Work instructions :: Please put the entries below into a numbered list, from the line containing "# point at: the thin" through the line containing "(1098, 207)", both included. Leave out any blank lines.

··· Materials provided

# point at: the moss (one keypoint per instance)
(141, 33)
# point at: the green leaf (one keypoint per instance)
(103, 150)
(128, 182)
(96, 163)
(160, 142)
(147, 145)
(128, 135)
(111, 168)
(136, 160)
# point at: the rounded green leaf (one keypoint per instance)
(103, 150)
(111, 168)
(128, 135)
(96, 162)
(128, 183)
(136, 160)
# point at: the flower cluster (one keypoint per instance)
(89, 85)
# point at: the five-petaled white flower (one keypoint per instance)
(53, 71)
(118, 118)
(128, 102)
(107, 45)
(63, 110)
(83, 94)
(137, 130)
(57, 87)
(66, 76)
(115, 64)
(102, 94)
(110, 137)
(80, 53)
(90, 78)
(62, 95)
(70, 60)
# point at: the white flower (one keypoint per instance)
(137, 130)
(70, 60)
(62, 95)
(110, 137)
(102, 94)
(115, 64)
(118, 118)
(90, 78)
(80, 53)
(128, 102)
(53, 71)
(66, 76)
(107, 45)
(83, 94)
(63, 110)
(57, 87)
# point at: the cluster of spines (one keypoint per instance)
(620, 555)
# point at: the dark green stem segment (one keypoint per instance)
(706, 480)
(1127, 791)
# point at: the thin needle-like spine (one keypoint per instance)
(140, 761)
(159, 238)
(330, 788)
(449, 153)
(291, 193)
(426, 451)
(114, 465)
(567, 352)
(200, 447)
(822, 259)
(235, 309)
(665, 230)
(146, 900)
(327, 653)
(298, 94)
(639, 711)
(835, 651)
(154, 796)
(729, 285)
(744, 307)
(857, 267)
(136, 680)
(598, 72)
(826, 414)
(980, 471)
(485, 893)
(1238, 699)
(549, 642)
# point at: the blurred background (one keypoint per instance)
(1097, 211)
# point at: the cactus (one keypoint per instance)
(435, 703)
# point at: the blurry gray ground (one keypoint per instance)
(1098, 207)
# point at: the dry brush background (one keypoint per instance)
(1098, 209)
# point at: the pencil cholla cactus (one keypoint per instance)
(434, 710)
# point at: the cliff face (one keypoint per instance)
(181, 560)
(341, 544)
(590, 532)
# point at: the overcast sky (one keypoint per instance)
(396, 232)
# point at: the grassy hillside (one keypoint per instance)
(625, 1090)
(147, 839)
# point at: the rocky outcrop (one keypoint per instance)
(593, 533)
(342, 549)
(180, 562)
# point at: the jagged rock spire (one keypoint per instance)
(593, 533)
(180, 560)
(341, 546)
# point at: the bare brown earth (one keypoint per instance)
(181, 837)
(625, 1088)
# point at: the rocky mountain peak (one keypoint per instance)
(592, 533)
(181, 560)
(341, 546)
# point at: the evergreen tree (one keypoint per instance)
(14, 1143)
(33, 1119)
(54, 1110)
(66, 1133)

······

Worked solution ::
1. # point at: the thin needle-like spine (one keypoint per instance)
2. (140, 761)
3. (159, 238)
4. (330, 788)
5. (449, 153)
6. (291, 193)
7. (426, 451)
8. (114, 465)
9. (567, 352)
10. (200, 447)
11. (822, 259)
12. (235, 309)
13. (665, 230)
14. (146, 900)
15. (327, 653)
16. (298, 94)
17. (639, 711)
18. (835, 651)
19. (154, 796)
20. (729, 285)
21. (744, 307)
22. (857, 267)
23. (136, 680)
24. (598, 72)
25. (826, 414)
26. (980, 471)
27. (485, 893)
28. (1238, 699)
29. (549, 642)
30. # point at: the blurred background (one keypoint per instance)
31. (1097, 211)
32. # point at: the cactus (one keypoint per instance)
33. (435, 703)
34. # point at: the blurry gray ground (one keypoint per instance)
35. (1098, 207)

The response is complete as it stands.